═════ TEXT TO READ
Folks in the South do love a garden. The director of one of the South's quintessential public gardens, Callaway Gardens, understands why that appreciation for gardens runs so deep in Southern culture.

"Overall, gardening is inherit in Southerners due to our agricultural roots, our desire to be more connected with nature, and an interest in getting back to the basics," said Patricia Collins, director of Callaway Gardens. "Gardening in the Southeast, especially my beloved state of Georgia, offers the best of all worlds. This region's conditions, including a long growing season, varied topography, moderate climate with minimal temperature extremes, and plentiful water supplied by rivers, streams, and rainfall, are what enables the South to have such wonderful gardens."

Carleton B. Wood, president of the Southern Garden History Society and also director of the Historic Callaway family home and garden at Hills & Dales Estate in LaGrange, Georgia, is of similar disposition regarding Southern public gardens.

"Mention the 'Southern Garden,' " said Wood, "and it brings to mind a range of different images. From moss-draped live oaks accented with colorful azaleas along the coast to flowering lilacs and rolling hills in the Appalachians, each region reflects in own unique soils, climate, topography and history. The types of gardens vary from old historic gardens, to plant collector gardens, to public display gardens. Without a doubt the gardens of the South are among the most diverse in the country."

Here are seven of the South's great public gardens.

Callaway Gardens

Since 1952, Callaway Gardens has served as a horticultural asset, educational institution and charitable organization. Only an hour southwest of Atlanta, the 250-acre garden is known perhaps more than anything for its remarkable proliferation of azaleas, but during spring and early summer the gardens burst out with everything from hydrangea, lilies, rhododendron and mountain laurel, to flowered trees, including dogwood and magnolia. And there is something in the gardens to enjoy all year long. Through the decades, the Pine Mountain, Georgia, site has become a full-fledged resort offering lodging, dining and a variety of recreational opportunities.
══════════
STATED EXERCISE 1: Reproduce the Southern gardens text word for word, between "Carleton B. Wood, president" and "Southern public gardens.", inclusive.
STATED EXERCISE 2: According to the Southern gardens text, since what year has Callaway Gardens served as a horticultural asset, educational institution and charitable organization?
═════ EXTRACTED ENTRIES
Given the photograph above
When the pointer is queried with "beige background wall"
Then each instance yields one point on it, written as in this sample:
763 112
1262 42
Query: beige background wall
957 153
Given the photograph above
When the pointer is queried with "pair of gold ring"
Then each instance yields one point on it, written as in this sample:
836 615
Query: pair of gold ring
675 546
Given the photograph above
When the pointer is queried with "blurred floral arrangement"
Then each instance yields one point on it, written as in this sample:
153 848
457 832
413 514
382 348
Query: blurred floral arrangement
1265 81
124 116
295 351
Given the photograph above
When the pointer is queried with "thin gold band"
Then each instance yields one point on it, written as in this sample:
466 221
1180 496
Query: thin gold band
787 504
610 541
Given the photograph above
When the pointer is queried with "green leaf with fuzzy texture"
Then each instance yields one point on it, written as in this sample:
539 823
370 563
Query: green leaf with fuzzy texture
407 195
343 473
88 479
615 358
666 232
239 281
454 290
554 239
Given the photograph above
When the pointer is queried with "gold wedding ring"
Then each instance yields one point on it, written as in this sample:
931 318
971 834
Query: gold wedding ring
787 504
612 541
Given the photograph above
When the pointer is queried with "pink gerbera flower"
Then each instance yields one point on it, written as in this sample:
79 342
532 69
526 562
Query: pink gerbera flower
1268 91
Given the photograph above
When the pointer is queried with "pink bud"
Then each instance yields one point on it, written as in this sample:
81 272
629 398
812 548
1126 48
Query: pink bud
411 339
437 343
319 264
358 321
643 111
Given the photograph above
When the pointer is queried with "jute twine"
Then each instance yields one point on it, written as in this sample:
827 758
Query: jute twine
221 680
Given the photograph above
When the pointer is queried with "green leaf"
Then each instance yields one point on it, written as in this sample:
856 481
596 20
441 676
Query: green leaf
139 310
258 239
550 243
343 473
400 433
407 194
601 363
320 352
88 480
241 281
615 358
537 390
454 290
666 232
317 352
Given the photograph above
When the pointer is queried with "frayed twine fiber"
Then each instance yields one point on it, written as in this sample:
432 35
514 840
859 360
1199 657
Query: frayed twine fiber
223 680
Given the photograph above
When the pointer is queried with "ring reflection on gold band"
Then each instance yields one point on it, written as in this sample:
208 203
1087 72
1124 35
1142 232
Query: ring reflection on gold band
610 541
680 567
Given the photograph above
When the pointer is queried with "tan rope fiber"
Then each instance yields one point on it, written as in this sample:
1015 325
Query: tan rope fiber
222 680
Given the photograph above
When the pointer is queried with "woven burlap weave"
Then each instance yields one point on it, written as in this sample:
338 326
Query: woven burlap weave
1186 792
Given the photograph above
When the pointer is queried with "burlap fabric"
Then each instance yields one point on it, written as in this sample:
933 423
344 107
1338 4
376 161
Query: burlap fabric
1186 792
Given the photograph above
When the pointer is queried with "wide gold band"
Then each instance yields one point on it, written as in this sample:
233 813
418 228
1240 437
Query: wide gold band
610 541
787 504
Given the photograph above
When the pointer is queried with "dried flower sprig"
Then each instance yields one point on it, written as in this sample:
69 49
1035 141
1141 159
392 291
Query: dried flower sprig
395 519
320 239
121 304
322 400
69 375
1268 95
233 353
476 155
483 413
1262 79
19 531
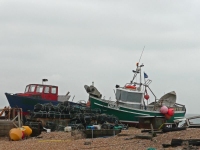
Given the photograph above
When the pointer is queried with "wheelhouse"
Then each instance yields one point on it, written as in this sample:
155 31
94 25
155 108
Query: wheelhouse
125 95
48 92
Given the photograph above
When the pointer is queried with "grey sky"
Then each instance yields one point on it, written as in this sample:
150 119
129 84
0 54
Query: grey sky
73 43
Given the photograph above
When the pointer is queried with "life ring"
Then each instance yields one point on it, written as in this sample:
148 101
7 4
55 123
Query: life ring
130 87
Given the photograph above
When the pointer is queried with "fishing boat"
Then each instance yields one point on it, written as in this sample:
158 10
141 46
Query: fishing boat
131 101
36 94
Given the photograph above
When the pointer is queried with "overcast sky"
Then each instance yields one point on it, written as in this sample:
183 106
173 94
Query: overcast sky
73 43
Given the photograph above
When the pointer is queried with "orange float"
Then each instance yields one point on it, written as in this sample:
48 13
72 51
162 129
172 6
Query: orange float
130 87
167 116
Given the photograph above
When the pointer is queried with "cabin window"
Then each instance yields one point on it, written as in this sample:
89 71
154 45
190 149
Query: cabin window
26 90
53 90
32 88
128 96
39 89
46 90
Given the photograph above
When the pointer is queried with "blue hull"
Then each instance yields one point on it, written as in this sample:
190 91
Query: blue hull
28 103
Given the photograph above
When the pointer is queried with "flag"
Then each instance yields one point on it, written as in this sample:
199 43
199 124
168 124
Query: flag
145 75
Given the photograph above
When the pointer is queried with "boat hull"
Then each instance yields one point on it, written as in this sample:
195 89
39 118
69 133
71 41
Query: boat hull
128 115
27 103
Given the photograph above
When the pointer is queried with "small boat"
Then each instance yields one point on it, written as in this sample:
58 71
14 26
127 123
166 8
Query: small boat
36 94
131 101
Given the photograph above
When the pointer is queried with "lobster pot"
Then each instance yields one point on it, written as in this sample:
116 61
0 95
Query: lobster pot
5 127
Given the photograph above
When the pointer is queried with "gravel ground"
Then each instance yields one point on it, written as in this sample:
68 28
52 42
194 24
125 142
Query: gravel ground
64 141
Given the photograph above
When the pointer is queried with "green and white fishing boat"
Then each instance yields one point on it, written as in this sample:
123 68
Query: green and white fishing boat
131 101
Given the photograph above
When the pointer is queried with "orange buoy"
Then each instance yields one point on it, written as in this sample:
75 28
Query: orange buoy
146 96
130 87
27 131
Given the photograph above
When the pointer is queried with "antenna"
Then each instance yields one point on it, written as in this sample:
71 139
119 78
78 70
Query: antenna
137 68
141 55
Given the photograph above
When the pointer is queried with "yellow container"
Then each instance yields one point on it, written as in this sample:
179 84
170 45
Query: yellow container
27 131
15 134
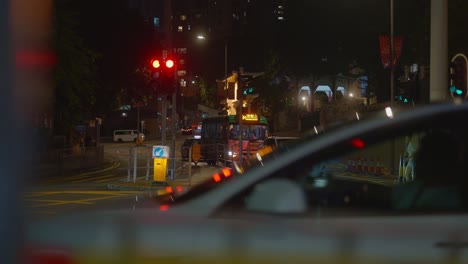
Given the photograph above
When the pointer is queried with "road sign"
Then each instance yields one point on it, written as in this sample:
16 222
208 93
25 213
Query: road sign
160 152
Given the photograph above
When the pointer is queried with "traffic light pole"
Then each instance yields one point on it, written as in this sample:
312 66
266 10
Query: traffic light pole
174 110
241 102
163 119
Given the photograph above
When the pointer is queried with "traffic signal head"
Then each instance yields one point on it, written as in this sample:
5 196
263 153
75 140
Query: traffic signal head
458 77
248 90
156 64
162 64
163 72
169 64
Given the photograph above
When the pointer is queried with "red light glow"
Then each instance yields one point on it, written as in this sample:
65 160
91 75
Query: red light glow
164 207
227 172
216 177
156 64
169 63
358 143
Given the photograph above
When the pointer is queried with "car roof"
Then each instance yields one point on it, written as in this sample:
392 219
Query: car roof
309 144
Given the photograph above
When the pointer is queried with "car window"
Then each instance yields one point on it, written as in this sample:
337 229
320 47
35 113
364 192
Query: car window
416 172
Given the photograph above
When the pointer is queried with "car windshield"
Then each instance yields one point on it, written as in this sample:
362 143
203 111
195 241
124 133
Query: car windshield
148 131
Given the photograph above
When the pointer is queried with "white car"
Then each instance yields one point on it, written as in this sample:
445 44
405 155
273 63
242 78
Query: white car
333 198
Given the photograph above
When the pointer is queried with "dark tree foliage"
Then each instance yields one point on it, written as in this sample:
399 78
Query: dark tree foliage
75 74
125 41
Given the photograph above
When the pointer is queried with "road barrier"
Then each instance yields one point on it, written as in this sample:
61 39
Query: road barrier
61 161
370 166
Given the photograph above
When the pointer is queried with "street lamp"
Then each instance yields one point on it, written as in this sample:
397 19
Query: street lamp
201 37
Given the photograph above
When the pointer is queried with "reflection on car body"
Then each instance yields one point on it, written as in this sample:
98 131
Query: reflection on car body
303 201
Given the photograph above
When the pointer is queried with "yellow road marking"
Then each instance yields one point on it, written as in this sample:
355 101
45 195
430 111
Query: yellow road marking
94 178
114 193
87 201
78 176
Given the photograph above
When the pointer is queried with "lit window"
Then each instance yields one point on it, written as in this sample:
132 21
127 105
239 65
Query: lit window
182 50
156 21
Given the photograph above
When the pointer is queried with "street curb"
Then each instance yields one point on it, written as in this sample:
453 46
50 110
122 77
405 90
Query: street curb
117 187
99 170
143 187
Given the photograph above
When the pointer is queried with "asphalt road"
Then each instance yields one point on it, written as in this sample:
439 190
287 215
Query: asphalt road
57 196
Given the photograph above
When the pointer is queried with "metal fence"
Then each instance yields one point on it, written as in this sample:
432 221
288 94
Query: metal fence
61 161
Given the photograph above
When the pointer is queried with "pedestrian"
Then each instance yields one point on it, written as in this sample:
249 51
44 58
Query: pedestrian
412 143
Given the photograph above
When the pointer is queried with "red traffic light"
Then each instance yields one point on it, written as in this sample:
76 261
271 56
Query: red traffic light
169 64
156 64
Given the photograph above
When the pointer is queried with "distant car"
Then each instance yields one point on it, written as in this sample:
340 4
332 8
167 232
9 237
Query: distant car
274 141
184 149
311 202
127 135
187 130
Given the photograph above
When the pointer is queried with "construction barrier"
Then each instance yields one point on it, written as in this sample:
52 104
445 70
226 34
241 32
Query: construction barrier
369 166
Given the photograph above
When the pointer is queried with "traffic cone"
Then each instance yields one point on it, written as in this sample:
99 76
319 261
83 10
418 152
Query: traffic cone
364 166
359 165
354 165
378 167
401 169
350 164
371 168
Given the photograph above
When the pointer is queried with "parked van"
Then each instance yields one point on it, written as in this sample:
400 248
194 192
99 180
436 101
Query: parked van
127 135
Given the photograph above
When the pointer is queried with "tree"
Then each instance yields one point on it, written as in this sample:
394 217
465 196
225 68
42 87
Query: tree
75 74
126 43
207 94
272 88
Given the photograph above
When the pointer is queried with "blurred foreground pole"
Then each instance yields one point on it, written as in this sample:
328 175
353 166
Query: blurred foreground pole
25 66
439 84
9 189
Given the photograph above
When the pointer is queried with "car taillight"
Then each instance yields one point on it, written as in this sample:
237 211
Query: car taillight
48 256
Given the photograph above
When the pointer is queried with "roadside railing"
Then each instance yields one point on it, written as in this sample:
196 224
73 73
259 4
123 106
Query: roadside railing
60 161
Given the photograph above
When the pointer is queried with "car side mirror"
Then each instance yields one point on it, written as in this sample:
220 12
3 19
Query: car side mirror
277 196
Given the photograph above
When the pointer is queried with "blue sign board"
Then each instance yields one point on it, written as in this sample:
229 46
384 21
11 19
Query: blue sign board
160 152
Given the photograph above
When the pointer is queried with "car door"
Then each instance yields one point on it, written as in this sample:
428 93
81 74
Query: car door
357 206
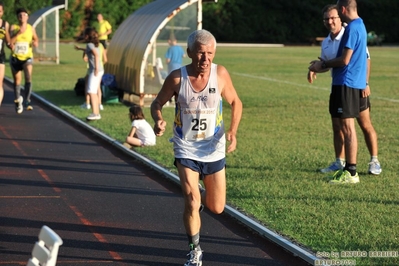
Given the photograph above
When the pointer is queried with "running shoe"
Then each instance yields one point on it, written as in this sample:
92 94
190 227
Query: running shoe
18 105
334 166
85 106
344 177
375 167
93 117
28 106
195 258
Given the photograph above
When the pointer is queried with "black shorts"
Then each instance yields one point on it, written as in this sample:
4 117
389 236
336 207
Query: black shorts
18 65
203 168
2 58
344 102
364 102
104 43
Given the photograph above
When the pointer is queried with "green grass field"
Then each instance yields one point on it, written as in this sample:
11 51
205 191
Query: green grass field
284 137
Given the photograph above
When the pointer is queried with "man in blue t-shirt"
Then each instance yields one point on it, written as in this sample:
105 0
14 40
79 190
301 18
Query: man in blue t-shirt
349 76
174 55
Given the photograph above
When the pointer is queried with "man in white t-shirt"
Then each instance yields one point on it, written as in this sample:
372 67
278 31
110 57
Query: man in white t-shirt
329 48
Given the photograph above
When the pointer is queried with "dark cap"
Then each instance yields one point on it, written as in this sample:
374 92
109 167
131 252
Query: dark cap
21 10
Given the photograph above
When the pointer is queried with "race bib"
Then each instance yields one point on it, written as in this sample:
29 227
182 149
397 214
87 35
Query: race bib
198 124
21 48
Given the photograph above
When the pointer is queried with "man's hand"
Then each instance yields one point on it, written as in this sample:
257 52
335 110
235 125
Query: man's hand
159 127
366 92
233 142
311 76
316 66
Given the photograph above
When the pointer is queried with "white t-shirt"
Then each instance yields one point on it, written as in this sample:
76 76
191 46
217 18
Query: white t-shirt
144 132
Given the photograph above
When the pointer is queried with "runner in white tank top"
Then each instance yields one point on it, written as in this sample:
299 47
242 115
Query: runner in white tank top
199 136
198 128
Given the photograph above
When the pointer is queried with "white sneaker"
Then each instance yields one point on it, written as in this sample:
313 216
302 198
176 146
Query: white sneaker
333 167
18 105
195 258
93 117
375 167
85 106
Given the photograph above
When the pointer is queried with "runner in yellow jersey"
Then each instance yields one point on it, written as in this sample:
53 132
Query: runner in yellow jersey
104 29
23 38
4 41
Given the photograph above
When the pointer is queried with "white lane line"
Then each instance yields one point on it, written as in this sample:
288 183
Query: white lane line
305 85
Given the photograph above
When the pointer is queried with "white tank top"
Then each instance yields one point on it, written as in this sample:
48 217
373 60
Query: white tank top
198 126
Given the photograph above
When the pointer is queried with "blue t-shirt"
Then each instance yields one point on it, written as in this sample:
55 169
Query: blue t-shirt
354 74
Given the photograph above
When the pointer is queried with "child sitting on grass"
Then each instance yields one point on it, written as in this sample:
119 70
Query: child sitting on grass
141 133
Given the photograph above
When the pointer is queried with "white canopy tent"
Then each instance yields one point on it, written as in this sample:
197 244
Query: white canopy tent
136 38
46 23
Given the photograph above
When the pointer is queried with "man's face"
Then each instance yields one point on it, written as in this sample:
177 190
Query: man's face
23 16
202 56
342 11
332 21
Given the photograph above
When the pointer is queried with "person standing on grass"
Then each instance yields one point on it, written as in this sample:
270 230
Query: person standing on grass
104 29
349 78
103 60
329 49
199 138
95 71
141 133
22 38
4 41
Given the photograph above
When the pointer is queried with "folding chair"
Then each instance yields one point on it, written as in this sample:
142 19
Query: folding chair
45 251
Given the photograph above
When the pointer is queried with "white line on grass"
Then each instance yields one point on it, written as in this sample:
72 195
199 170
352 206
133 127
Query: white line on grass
304 85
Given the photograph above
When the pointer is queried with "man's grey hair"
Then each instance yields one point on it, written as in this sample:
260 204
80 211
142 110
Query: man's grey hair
203 37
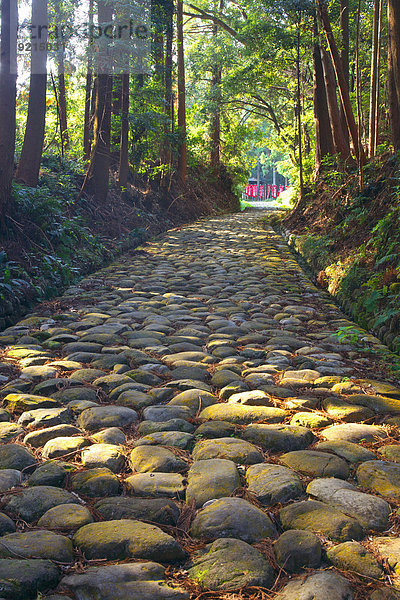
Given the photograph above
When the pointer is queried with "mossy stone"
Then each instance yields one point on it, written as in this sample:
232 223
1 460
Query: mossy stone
320 518
51 473
31 503
194 399
103 455
272 483
156 485
229 564
23 579
125 538
149 427
9 431
296 549
178 439
380 477
353 453
214 429
320 585
19 403
155 459
157 510
352 556
243 415
316 464
390 452
7 525
14 456
210 479
310 419
238 451
279 438
96 483
37 544
232 517
66 517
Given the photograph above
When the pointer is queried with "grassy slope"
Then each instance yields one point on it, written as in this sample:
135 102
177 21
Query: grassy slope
351 239
50 240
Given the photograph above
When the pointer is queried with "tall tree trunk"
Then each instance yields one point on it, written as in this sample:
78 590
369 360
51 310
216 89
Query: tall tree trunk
215 123
8 90
343 88
124 142
88 94
62 103
394 69
374 77
299 125
344 56
377 116
32 148
341 144
168 97
116 100
182 151
97 178
358 91
61 92
323 131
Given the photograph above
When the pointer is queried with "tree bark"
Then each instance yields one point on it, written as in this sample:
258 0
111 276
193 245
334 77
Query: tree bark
341 144
182 152
299 125
62 103
323 131
87 127
97 177
32 148
124 143
343 88
8 90
215 123
377 116
394 70
344 56
374 78
166 153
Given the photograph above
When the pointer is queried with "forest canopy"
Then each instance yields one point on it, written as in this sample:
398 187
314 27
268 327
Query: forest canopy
205 82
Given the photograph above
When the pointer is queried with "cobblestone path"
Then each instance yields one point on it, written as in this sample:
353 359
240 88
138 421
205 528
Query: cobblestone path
185 423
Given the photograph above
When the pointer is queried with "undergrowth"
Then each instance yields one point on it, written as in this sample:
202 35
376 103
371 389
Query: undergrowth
351 239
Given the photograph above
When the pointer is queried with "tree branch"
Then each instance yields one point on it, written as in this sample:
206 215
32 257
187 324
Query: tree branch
202 14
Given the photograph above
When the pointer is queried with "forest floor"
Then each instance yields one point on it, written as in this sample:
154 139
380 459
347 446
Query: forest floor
351 240
187 423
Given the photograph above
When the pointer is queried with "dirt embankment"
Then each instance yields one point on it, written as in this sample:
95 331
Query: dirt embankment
350 237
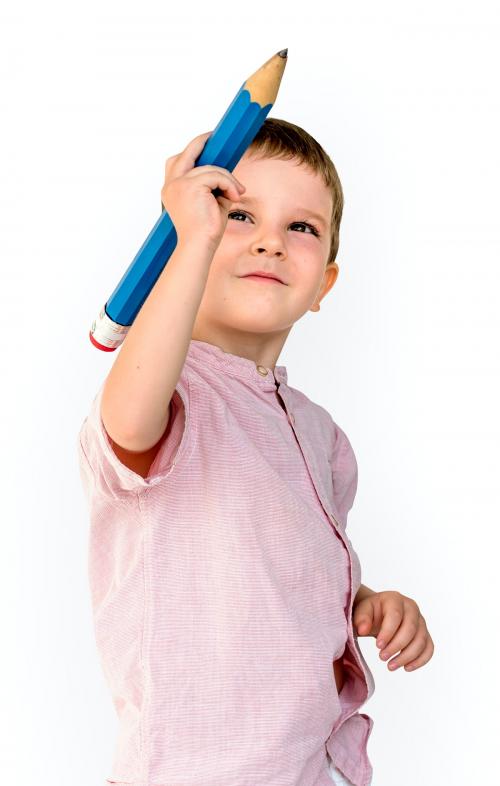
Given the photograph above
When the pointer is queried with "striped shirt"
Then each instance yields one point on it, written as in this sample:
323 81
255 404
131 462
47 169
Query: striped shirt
222 586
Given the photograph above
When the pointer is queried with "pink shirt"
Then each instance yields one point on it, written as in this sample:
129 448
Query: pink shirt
222 586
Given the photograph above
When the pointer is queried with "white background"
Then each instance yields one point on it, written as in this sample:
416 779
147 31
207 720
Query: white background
403 354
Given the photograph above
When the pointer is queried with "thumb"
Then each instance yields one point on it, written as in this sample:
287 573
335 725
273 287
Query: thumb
363 621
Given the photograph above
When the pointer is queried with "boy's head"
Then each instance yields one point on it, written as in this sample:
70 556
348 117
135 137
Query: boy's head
283 140
286 223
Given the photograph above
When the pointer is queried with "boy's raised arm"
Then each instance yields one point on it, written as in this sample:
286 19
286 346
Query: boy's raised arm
137 391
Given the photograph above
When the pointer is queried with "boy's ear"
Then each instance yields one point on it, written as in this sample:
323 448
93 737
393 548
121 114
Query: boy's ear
329 279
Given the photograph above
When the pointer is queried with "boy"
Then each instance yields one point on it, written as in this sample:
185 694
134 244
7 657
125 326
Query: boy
225 590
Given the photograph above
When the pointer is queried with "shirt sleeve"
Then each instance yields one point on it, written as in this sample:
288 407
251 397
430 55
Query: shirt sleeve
344 474
101 471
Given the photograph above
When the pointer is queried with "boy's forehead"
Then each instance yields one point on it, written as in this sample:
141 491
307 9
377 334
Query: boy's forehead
312 186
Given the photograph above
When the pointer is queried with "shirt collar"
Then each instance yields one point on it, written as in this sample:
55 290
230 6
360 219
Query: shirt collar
214 356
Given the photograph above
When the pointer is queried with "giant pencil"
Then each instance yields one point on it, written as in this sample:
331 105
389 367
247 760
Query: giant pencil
234 133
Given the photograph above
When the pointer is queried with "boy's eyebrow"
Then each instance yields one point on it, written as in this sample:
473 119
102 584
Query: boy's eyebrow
323 220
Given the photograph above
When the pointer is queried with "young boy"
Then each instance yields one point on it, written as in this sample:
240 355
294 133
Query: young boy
227 596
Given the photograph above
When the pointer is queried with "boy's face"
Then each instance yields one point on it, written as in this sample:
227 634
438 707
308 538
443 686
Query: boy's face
264 231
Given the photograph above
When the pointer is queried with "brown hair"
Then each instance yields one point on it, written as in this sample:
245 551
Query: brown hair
280 139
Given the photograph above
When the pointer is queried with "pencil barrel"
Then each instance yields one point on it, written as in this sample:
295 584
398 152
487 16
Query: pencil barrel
231 137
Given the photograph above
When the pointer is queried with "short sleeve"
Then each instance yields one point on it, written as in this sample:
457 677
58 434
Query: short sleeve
101 471
344 474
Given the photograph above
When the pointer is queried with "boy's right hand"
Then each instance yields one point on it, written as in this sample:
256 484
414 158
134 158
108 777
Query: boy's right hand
187 195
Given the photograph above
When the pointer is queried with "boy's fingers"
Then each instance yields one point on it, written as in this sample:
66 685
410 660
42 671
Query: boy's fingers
390 624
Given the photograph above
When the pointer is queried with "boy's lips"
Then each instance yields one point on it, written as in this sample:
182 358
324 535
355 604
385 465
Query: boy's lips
263 275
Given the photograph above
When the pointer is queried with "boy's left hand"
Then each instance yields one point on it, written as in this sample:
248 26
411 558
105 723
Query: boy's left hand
397 623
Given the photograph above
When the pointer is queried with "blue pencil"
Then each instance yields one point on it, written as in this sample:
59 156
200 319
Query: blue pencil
232 136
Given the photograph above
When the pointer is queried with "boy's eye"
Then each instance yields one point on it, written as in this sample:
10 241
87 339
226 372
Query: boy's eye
313 229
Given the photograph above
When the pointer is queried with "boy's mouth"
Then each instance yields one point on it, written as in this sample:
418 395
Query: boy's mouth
262 275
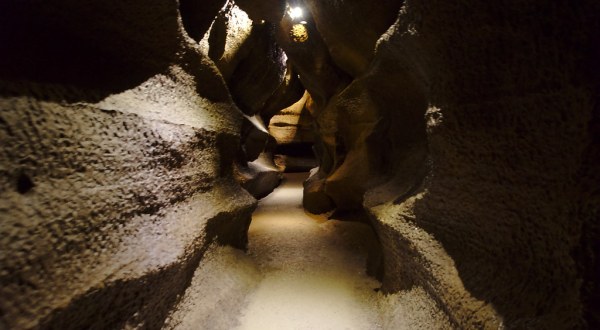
══════════
OUTPUT 1:
Carleton B. Wood, president of the Southern Garden History Society and also director of the Historic Callaway family home and garden at Hills & Dales Estate in LaGrange, Georgia, is of similar disposition regarding Southern public gardens.

OUTPUT 2: Since 1952.